Exercise details: Give the lines of the entries below, from the line containing "Each matching instance of the smiling" through the end of the entries, as a JSON list of strings with one string per line. Omit blank lines and leave out the pictures.

....

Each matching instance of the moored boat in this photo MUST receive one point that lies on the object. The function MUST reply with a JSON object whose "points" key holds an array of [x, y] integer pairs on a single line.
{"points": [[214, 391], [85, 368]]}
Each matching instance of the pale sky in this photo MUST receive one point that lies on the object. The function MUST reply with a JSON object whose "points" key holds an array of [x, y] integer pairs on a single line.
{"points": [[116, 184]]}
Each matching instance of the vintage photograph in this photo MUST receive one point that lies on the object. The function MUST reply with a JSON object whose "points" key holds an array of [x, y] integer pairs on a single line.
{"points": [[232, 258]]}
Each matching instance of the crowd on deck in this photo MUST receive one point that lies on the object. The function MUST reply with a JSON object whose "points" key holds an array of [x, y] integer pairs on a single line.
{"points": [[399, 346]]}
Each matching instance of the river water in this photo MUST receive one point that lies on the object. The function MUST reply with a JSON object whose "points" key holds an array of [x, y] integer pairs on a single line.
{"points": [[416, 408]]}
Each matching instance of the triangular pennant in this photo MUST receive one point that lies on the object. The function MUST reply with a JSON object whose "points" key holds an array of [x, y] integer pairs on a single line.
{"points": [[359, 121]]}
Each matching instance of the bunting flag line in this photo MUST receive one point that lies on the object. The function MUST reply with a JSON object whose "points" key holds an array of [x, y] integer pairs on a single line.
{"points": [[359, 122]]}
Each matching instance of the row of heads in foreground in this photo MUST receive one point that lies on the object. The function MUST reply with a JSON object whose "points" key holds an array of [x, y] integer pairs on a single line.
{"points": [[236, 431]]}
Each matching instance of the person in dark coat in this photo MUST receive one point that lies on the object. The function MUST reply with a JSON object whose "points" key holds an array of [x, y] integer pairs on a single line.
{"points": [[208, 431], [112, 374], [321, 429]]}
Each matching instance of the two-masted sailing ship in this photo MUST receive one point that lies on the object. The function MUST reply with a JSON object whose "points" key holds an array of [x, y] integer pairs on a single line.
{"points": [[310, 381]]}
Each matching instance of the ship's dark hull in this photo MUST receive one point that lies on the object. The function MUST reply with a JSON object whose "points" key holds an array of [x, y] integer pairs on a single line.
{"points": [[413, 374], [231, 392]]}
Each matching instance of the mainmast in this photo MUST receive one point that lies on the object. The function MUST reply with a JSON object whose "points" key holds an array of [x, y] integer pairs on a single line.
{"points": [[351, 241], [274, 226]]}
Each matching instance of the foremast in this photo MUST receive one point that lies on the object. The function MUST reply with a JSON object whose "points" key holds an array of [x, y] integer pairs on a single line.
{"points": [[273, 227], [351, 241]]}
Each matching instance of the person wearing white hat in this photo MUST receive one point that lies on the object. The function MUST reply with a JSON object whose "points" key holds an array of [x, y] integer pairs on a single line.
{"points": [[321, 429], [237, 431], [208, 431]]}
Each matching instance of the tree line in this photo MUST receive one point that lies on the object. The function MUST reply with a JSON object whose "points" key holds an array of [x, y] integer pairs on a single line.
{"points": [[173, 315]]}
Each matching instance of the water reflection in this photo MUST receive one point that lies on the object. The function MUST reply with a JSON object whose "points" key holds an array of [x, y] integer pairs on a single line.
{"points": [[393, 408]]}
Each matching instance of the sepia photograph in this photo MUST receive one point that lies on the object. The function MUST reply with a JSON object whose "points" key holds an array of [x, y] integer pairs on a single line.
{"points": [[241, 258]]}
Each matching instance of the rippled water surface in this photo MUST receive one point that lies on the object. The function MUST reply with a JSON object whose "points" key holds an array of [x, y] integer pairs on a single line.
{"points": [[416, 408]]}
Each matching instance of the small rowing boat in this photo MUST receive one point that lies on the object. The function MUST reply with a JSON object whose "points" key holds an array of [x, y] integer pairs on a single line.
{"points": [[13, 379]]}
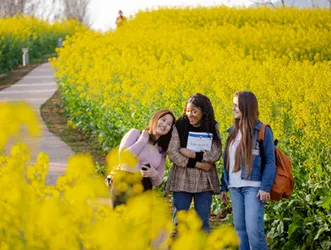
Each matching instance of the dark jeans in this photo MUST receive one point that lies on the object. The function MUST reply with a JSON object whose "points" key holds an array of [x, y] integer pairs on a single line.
{"points": [[202, 204], [119, 198]]}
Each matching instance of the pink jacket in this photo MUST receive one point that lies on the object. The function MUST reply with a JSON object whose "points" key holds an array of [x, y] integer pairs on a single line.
{"points": [[146, 153]]}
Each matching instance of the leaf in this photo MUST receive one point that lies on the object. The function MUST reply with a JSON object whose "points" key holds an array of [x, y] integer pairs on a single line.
{"points": [[326, 203], [323, 229]]}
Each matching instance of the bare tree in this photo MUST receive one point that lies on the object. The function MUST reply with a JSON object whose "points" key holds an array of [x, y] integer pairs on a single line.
{"points": [[76, 9], [18, 7]]}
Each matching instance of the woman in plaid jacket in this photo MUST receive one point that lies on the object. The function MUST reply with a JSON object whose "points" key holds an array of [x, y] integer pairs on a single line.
{"points": [[193, 174]]}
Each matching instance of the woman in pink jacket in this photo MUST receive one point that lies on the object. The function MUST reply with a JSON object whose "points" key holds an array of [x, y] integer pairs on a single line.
{"points": [[150, 148]]}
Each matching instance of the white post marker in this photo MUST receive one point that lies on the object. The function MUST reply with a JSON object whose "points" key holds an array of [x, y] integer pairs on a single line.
{"points": [[25, 56], [59, 42]]}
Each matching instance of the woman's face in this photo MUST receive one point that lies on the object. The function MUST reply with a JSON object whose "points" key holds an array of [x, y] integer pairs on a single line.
{"points": [[193, 113], [164, 125], [235, 109]]}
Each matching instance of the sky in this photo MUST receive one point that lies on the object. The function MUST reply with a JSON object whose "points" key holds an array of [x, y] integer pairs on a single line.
{"points": [[103, 13]]}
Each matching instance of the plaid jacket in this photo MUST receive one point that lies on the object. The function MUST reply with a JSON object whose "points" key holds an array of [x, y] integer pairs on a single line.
{"points": [[192, 180]]}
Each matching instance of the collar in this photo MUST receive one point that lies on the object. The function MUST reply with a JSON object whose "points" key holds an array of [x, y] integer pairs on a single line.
{"points": [[257, 127]]}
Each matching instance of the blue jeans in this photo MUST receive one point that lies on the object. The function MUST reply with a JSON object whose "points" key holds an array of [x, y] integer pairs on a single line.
{"points": [[248, 213], [202, 204]]}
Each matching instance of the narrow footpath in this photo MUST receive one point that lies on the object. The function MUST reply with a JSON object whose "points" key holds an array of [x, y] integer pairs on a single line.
{"points": [[36, 88]]}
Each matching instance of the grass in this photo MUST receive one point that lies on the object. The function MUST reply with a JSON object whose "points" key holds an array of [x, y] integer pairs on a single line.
{"points": [[52, 112]]}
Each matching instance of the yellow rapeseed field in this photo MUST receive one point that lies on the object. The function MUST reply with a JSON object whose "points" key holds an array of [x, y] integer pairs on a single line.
{"points": [[114, 81], [72, 215], [40, 37]]}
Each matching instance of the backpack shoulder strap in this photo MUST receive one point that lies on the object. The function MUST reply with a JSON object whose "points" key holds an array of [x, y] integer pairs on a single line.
{"points": [[261, 132]]}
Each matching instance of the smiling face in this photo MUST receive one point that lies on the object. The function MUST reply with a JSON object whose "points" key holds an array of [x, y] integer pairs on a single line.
{"points": [[194, 114], [164, 125], [236, 112]]}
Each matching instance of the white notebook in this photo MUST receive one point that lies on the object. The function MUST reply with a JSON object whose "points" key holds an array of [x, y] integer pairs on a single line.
{"points": [[197, 141]]}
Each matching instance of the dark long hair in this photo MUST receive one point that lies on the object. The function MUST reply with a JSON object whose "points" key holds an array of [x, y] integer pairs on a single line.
{"points": [[248, 107], [163, 140], [207, 123]]}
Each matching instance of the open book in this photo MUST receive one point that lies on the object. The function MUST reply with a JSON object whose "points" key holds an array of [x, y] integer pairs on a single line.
{"points": [[198, 141]]}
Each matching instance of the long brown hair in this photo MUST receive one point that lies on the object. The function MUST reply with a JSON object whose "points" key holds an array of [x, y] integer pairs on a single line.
{"points": [[248, 107], [163, 140]]}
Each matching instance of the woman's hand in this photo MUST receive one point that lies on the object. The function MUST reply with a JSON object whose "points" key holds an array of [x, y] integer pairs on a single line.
{"points": [[187, 153], [203, 166], [224, 197], [149, 172], [264, 196], [144, 134]]}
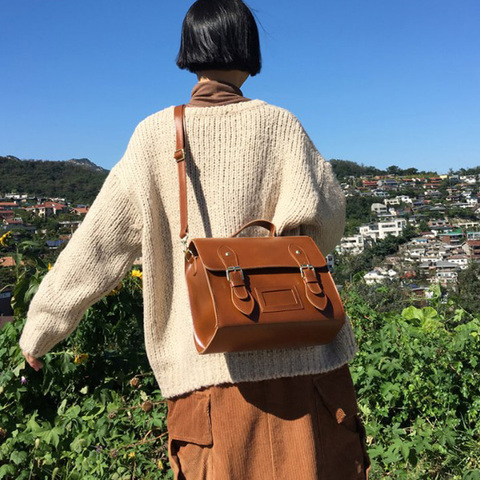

....

Reply to the exercise:
[
  "Each matching instance of the smiling face in this photo MUST receive one point that lies on the object. The function MUST reply with a JSON object whose \"points\" key holds an array of [x, y] integer pairs on a single line.",
  "{\"points\": [[194, 114], [164, 125], [236, 112]]}",
  "Each matching instance of the white notebook in this photo MUST receive one point that lies on the object. The function MUST reply with a JSON object whose \"points\" key holds an array of [x, y] integer pairs on a single line.",
  "{\"points\": [[197, 141]]}",
  "Each matching instance of the dark long hair in this photo MUST receive one point that lies on the object. The function MUST reply with a JSON object whose \"points\" key holds an array of [x, y] integer pairs on a single line.",
  "{\"points\": [[248, 107], [163, 140], [207, 123]]}",
  "Each matching instance of the open book in this photo MUST receive one point that lies on the object. The function MUST reply with a JSON object whose \"points\" key holds an array of [x, y] integer pairs on a single line.",
  "{\"points\": [[198, 141]]}",
  "Each matching instance of the long brown hair in this photo MUST receive one point that lies on the object. The function MUST reply with a JSON object whose \"points\" key holds an array of [x, y] integer pairs on a single line.",
  "{\"points\": [[248, 107], [163, 140]]}",
  "Each matching instance of the woman's hand in this photo MUST receive one point that lies on the object. The function MUST reply with a JSON object whose \"points\" key holds an array of [x, y] integer pairs on a single line.",
  "{\"points\": [[187, 153], [203, 166], [224, 197], [149, 172], [264, 196], [144, 134]]}"
]